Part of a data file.
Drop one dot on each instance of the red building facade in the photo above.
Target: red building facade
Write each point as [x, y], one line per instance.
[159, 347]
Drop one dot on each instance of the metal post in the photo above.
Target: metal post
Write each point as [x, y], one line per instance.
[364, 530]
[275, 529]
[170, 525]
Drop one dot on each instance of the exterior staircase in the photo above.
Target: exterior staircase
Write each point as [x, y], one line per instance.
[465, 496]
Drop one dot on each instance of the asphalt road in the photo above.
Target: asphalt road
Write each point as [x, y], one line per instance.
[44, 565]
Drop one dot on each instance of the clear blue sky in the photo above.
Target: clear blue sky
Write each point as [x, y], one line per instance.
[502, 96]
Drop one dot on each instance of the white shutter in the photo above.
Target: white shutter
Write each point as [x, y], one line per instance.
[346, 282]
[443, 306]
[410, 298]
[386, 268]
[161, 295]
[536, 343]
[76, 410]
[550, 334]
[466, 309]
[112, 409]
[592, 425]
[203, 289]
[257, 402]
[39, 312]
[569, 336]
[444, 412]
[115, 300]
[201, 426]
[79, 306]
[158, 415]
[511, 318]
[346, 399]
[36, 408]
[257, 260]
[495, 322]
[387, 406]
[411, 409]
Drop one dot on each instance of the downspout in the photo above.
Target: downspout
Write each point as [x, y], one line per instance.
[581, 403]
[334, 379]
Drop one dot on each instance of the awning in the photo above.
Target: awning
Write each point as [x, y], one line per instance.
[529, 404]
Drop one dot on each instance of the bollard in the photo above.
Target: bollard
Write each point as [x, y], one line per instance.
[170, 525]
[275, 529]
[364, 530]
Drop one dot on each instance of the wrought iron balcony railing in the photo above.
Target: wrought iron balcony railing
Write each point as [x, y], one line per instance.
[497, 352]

---

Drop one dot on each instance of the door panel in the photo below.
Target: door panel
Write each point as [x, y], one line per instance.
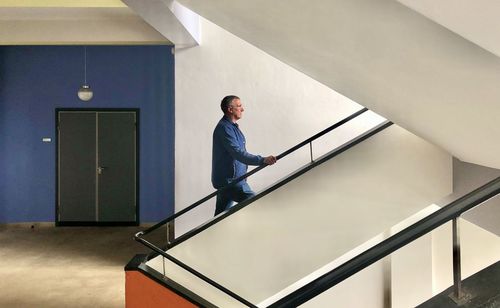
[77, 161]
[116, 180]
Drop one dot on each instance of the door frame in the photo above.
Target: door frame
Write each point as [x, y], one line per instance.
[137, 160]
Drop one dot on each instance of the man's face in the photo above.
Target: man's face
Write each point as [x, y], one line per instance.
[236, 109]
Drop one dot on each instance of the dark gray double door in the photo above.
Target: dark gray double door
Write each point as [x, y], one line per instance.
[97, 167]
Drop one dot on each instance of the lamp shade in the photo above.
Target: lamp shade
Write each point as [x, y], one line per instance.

Exercise description.
Collect each line above that contains the string "dark", treating uppercase and lowercase letters as different.

Exercise output.
Drop one dot on each instance of the dark gray double door in the photo above.
Target: dark gray double door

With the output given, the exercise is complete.